| OBJECTIVE |
Reproduce the listing below verbatim, from its first line through the line that contains "[[388, 123], [278, 175], [207, 261]]", with nothing added and nothing past that point.

| GIVEN DATA |
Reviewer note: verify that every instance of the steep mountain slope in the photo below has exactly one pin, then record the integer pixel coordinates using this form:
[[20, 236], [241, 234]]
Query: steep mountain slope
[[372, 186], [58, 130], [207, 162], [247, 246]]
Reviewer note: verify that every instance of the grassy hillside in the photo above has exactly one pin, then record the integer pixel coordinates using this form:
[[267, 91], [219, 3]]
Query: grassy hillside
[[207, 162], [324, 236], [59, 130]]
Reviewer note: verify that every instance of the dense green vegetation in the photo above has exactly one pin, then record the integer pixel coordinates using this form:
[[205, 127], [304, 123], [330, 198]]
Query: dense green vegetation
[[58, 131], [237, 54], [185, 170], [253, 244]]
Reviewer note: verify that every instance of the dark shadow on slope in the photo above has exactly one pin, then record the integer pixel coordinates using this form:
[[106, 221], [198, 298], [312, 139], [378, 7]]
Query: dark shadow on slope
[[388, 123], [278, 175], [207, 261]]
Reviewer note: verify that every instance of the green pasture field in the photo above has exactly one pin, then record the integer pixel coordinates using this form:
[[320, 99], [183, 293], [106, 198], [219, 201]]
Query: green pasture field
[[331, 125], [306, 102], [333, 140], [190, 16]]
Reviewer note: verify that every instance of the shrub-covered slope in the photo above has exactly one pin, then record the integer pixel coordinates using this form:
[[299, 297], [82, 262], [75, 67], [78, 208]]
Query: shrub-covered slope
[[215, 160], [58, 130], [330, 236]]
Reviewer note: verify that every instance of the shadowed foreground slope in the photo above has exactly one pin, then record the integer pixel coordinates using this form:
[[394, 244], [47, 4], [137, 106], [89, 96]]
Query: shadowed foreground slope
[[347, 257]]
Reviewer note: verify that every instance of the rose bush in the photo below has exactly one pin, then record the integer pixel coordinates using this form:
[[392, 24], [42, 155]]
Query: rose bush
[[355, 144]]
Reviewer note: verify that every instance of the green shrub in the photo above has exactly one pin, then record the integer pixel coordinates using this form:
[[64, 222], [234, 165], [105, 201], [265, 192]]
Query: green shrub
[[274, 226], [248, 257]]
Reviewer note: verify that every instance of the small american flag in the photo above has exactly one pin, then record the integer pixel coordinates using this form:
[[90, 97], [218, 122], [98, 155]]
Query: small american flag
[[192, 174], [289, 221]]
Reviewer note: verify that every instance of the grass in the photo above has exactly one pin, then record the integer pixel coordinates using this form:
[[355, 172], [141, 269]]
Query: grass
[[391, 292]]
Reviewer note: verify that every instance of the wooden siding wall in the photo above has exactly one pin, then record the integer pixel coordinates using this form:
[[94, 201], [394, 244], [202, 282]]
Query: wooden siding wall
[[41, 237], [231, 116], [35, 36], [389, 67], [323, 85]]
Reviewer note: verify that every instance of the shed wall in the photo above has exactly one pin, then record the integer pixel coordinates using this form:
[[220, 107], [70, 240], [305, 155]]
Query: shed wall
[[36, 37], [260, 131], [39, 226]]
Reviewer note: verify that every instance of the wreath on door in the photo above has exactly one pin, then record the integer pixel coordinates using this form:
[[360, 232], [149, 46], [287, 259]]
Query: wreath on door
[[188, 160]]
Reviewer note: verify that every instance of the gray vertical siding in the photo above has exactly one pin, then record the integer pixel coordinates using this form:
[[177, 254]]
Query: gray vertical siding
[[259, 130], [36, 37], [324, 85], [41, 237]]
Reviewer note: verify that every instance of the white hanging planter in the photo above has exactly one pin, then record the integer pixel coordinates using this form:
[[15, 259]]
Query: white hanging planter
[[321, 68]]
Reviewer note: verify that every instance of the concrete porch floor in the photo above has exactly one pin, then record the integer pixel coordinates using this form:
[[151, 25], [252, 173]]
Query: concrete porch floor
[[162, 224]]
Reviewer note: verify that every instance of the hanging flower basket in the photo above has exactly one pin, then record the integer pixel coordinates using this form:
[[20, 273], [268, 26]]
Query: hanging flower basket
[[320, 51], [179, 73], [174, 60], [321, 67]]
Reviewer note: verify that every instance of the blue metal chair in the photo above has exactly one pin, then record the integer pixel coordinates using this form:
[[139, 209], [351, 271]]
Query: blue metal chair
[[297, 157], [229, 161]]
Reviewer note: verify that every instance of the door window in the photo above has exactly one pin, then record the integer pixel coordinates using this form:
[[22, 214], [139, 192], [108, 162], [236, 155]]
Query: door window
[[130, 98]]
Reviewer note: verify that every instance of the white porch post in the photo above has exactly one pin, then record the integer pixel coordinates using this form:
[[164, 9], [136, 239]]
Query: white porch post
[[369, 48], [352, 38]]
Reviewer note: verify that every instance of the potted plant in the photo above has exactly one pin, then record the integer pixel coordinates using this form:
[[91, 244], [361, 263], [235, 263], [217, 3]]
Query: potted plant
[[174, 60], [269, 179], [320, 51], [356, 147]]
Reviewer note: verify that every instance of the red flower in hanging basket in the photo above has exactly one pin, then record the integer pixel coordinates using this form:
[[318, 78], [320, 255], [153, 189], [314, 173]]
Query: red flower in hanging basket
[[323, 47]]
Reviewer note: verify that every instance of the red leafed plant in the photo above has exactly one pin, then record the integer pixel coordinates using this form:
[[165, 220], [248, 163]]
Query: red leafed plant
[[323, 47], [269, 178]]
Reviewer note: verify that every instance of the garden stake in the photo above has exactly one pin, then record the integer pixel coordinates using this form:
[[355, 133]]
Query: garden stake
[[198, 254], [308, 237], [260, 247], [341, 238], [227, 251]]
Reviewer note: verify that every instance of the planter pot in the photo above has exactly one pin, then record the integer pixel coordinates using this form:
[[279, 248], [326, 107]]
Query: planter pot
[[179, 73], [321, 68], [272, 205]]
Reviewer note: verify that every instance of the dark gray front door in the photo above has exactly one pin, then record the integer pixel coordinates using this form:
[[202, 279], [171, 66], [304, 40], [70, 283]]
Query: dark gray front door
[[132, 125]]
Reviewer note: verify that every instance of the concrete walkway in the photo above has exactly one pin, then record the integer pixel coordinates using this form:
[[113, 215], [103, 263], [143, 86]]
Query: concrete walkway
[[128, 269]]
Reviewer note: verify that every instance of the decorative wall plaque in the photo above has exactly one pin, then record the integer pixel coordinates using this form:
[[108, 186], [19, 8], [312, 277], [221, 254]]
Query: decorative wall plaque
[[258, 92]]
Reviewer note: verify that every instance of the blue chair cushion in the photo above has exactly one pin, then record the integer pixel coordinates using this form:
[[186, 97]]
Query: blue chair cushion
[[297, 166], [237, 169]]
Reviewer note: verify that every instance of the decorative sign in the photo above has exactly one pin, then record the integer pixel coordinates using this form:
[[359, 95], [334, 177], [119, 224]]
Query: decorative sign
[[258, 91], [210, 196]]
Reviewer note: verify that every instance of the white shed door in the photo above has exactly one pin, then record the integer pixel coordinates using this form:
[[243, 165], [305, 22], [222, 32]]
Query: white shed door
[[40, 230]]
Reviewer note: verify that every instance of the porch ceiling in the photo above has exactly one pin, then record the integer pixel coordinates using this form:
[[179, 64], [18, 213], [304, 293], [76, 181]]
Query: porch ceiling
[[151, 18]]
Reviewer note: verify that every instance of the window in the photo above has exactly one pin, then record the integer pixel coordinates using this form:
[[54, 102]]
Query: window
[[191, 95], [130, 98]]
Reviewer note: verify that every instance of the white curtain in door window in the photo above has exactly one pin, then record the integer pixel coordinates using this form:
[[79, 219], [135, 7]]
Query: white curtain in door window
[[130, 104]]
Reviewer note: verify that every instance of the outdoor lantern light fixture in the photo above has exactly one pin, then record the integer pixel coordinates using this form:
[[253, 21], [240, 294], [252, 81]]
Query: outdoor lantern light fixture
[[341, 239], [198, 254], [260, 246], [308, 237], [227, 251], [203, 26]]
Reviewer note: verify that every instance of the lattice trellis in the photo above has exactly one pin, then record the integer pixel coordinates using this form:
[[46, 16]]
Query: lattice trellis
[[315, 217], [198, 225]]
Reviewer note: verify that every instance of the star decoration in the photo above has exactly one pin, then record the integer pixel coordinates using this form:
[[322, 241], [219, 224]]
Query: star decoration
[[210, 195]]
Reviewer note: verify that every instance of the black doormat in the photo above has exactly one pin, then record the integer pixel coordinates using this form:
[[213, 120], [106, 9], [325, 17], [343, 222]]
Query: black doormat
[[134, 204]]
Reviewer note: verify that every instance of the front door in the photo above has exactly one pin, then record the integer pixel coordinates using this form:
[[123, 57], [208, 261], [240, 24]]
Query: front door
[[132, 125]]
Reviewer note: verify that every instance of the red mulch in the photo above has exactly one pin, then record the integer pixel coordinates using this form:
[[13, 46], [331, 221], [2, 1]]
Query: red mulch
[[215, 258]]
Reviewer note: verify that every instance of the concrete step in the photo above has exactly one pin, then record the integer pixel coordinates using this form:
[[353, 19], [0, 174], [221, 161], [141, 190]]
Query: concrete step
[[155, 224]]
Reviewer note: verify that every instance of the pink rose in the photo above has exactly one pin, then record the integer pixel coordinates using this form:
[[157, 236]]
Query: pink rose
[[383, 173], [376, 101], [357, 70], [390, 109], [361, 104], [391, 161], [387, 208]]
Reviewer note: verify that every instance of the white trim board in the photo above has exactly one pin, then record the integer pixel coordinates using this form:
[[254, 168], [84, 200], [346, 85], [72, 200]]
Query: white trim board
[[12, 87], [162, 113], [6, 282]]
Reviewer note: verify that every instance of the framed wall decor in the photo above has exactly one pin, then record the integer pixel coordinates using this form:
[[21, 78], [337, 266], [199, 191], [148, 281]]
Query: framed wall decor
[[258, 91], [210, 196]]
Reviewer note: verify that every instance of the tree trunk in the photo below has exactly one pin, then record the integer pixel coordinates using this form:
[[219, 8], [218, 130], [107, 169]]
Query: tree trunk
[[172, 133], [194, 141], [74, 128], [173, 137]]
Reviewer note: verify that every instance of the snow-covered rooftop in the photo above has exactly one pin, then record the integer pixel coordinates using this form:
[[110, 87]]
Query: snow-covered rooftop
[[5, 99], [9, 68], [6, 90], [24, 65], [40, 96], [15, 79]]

| TASK RESPONSE |
Reviewer note: verify that every instance of the steep mountain slope in the photo below has exactly one pin, then record the integer pixel coordinates using this form:
[[20, 236], [241, 234]]
Query: steep mountain slope
[[372, 186], [58, 130], [207, 162], [247, 246]]
Reviewer note: verify that every instance of the grassy hillside in the photo above has exactly one pin, then record the integer pixel coordinates using this form:
[[267, 91], [219, 3]]
Query: grassy hillside
[[207, 162], [324, 236], [59, 130]]
Reviewer note: verify that every instance of the dense green vegetation in the photo above has exactly one pin, then record the integer pixel coordinates using this form:
[[205, 127], [304, 123], [330, 198]]
Query: dense green vegetation
[[58, 131], [237, 54], [185, 170], [253, 244]]
Reviewer note: verify that every instance of the dark shadow on slope in the photo above has exactly one pin, then record the integer pixel coordinates using this form:
[[106, 221], [198, 298], [312, 139], [378, 7]]
Query: dark shadow on slope
[[388, 123], [278, 175], [207, 261]]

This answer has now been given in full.